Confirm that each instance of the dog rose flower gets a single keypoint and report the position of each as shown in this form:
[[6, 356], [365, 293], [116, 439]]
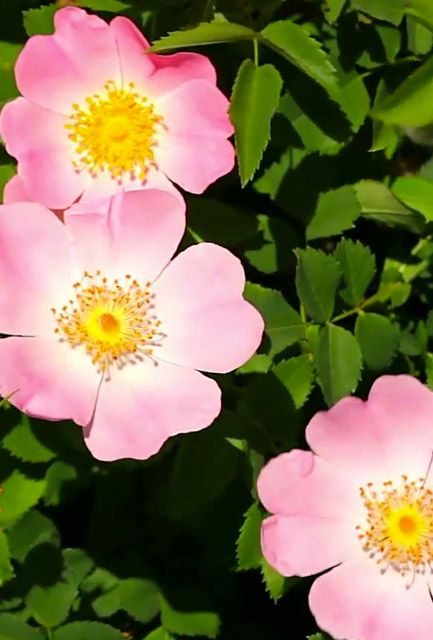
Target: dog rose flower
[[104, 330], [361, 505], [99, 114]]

------------------------------------------------

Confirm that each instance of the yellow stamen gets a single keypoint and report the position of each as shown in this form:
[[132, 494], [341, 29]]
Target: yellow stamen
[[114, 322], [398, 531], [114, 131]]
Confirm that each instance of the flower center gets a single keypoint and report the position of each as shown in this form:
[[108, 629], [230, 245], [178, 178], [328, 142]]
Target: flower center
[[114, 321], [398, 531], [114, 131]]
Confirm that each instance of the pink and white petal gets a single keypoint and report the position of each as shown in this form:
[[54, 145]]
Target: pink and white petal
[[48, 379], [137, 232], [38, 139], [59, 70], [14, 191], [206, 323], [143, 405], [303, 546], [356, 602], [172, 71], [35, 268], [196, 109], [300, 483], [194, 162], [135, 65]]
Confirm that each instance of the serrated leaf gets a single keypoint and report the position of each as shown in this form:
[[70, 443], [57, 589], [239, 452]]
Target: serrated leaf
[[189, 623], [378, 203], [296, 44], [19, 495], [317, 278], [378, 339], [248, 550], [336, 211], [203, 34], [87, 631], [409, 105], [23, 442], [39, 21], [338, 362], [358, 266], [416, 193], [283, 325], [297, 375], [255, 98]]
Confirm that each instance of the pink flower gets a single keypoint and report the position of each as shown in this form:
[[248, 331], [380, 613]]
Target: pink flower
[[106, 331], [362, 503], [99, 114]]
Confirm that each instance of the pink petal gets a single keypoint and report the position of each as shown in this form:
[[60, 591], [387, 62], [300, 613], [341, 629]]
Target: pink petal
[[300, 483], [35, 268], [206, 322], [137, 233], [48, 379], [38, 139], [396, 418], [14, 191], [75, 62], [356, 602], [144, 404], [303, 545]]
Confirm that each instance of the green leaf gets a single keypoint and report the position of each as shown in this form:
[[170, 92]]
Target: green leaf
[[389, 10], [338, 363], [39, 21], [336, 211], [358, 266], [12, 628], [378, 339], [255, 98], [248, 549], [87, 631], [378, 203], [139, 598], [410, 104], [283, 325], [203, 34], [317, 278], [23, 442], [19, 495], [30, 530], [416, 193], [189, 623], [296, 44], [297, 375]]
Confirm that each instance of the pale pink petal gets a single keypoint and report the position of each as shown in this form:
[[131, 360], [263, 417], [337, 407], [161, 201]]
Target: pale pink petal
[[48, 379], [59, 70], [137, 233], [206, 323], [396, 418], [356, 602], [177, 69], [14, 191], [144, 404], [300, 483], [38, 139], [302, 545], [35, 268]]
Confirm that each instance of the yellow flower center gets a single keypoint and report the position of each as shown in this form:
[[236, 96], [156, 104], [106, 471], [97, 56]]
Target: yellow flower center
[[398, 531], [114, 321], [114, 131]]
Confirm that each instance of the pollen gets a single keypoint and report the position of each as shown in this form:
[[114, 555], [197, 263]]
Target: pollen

------------------------------------------------

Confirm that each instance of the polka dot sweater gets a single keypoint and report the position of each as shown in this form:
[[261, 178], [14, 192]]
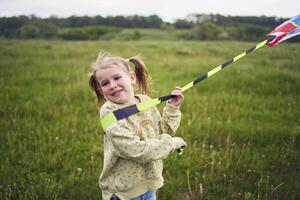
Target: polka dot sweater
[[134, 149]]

------------------------------------------------

**Description of the task**
Please write out the records again from the line containing "Confirm that each instance of the yellow stamen" through the line containing "404], [303, 545]]", keeping every line and its wording. Multiply each point coordinate in the answers by 1.05 and round to whole numbers with halves going up, leaving the sample coordinates in the format lines unchanged, and return only these lines.

**Exercise response**
Confirm that each instance of the yellow stamen gets a single keypoint and report the position of each as shown in this form:
[[132, 494], [341, 29]]
Target: yellow stamen
[[120, 338], [418, 558], [120, 138]]
Confirm that each instance of the flower center gets a single keypoint and report the position of each as shown in this form:
[[108, 629], [230, 245], [178, 178], [328, 142]]
Target: flower center
[[120, 337], [418, 558], [120, 138]]
Confirm that each instance of the pink and white petal gets a single keypoint and report the position of each as shown in this form:
[[54, 145]]
Target: pink and white petal
[[50, 398], [144, 244], [40, 146], [62, 74], [15, 201], [216, 339], [150, 425], [318, 573], [374, 632], [181, 75], [37, 281], [206, 114], [315, 507], [204, 170], [142, 68]]
Confirm that each instance of the serrated leaf gets a single keypoint and report the position of each as shown in this form:
[[70, 443], [57, 589], [239, 452]]
Target: serrated leaf
[[198, 654], [397, 213], [311, 46], [20, 520], [333, 292], [397, 356], [260, 578], [353, 222], [213, 36], [91, 663], [429, 110], [24, 464], [41, 22], [355, 380], [376, 279], [437, 203], [297, 341], [312, 394], [268, 103]]
Confirm that each instance of the pink flower gets a single keypoint and report the position of each as shown in this form:
[[248, 331], [380, 613]]
Target: pink flower
[[111, 348], [380, 528], [104, 120]]
Confirm that each instance of the pink petal gets a single keypoint and report the position of each as shown in this form:
[[60, 591], [387, 62], [300, 613], [341, 629]]
Target: pink petal
[[315, 507], [37, 281], [216, 338], [144, 245], [50, 398], [40, 146], [416, 439], [15, 201], [79, 65], [374, 632], [151, 424], [318, 572]]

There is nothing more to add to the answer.